» **Seçilen Metin**:
Oysa “Türkiye Yüzyılı” mottosunun özünde bu etiketler üzerinden yürütülen operasyonlara ve teslim alıcı müfredatlar içeriğine esastan itiraz var. Dolayısıyla “Türkiye Yüzyılı Maarif Modeli” ifadesindeki misyon ile sayın Tekin’in kullandığı dil arasında bir “karanlıkta kalmış açı” var. Bu açı şudur: Bilginin uluslararası akreditasyonuna dikkat etmek ile eğitimin doğasında olan “hafıza ve davranış” ilişkisinde “etkin, bağımsız, yerinde ve yerli model” sahibi olmak bam başka kulvarlar.
Kuşkusuz sayın Tekin tüm bu konulara hakim. Ancak konu ettiğimiz ” Karanlıkta kalmış açı” içine giren ve cevapsız kalan ve de sayın Bakanın hiç değinmediği kritik konular var. Biz bu kritik konuları aktararak sözümüzü toparlayalım.
Bir; Mevcut veya iyileştirilmiş halleriyle “Sınav sistemi modeli” ne kadar “Türkiye Yüzyılı” yolunda ilerlememize imkan verecek? Sınav sistemi aynı ile dururken müfredat değişikliği “Türkiye Yüzyılı” hedefi için ne kadar mesafe aldıracak? Oysa Türkiye’nin ayağındaki en büyük pranga mevcut haliyle “Sınav Sistemi” değil mi? Üstelik Türkiye’deki sınav sistemi her yönüyle uluslararası sözleşmelere, gelişmiş ülkelerdeki modellere ve çağdaş standartlara da uymuyor iken; Türkiye Yüzyılı yolunda ne zaman sınav sistemine kökten el atılacak?

» **Alıştırma Soruları**:
a) Seçilen metne göre "Türkiye Yüzyılı Maarif Modeli" ifadesindeki misyon ile sayın Tekin'in kullandığı dil arasında ne bulunuyor?
b) Seçilen metinden bir bölümü hiç değiştirmeden kopyalayın. Bölüm "Bir; Mevcut veya" sözcüklerinin geçtiği yerden başlasın ve "kökten el atılacak?" sözcüklerinden sonra bitsin.

» **Saklanan Kayıtlar**:
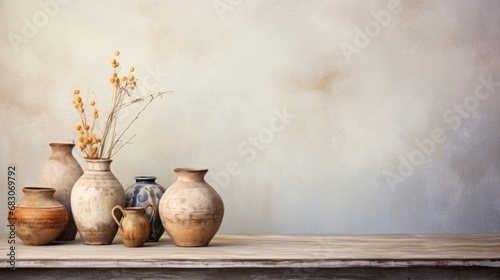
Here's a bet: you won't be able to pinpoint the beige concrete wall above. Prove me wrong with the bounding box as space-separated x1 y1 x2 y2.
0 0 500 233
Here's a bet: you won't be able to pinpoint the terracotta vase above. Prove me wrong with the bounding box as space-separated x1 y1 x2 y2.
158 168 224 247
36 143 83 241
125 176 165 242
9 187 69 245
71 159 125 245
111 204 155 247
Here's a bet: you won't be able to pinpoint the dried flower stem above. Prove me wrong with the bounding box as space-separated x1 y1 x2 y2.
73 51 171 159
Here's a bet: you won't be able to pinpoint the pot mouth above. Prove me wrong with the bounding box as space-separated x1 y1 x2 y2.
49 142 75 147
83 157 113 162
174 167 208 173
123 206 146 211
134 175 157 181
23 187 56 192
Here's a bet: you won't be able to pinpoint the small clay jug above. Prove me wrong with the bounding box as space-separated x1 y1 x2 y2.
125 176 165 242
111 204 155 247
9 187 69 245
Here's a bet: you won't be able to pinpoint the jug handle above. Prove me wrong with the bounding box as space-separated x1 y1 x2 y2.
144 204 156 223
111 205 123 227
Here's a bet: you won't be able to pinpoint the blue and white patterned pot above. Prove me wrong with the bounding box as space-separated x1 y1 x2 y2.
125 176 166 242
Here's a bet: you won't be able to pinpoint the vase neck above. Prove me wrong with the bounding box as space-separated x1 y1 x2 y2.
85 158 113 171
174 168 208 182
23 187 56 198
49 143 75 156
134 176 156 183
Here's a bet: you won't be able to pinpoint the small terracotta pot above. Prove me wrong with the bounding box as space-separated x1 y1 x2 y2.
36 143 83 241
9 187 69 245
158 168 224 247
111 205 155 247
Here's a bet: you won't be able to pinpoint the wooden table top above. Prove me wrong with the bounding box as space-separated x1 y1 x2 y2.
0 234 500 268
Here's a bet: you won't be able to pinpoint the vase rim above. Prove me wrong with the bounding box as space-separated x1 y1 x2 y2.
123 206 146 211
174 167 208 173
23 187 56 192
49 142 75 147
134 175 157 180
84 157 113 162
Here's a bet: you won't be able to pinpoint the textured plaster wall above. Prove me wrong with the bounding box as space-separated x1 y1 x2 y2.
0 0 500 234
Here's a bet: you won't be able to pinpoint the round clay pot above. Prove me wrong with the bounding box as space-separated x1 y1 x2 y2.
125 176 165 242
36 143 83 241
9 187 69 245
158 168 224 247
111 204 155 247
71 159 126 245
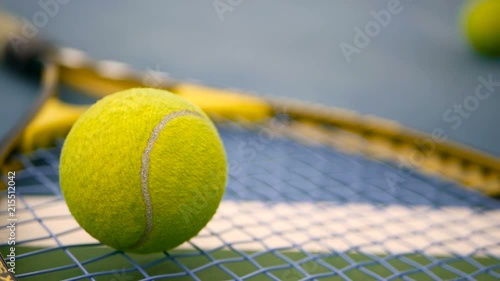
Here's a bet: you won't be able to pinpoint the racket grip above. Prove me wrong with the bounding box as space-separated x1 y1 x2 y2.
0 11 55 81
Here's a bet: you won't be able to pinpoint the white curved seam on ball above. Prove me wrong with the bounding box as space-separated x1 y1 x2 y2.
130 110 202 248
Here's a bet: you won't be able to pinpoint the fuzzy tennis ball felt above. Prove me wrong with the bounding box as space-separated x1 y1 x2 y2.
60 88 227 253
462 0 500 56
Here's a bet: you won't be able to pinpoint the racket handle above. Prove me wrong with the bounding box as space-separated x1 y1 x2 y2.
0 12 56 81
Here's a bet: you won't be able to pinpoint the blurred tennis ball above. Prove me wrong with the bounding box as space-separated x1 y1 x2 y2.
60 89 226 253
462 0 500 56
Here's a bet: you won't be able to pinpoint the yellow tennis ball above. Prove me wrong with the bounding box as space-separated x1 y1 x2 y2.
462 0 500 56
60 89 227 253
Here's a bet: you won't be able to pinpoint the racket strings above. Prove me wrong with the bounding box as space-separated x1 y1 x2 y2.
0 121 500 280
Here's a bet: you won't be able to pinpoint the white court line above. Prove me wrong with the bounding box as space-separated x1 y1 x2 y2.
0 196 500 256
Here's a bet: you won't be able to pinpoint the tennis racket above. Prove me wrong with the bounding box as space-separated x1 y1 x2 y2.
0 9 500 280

» **Alıştırma Çözümleri**:
a) Aralarında bir "karanlıkta kalmış açı" bulunuyor.

b)
Bir; Mevcut veya iyileştirilmiş halleriyle “Sınav sistemi modeli” ne kadar “Türkiye Yüzyılı” yolunda ilerlememize imkan verecek? Sınav sistemi aynı ile dururken müfredat değişikliği “Türkiye Yüzyılı” hedefi için ne kadar mesafe aldıracak? Oysa Türkiye’nin ayağındaki en büyük pranga mevcut haliyle “Sınav Sistemi” değil mi? Üstelik Türkiye’deki sınav sistemi her yönüyle uluslararası sözleşmelere, gelişmiş ülkelerdeki modellere ve çağdaş standartlara da uymuyor iken; Türkiye Yüzyılı yolunda ne zaman sınav sistemine kökten el atılacak?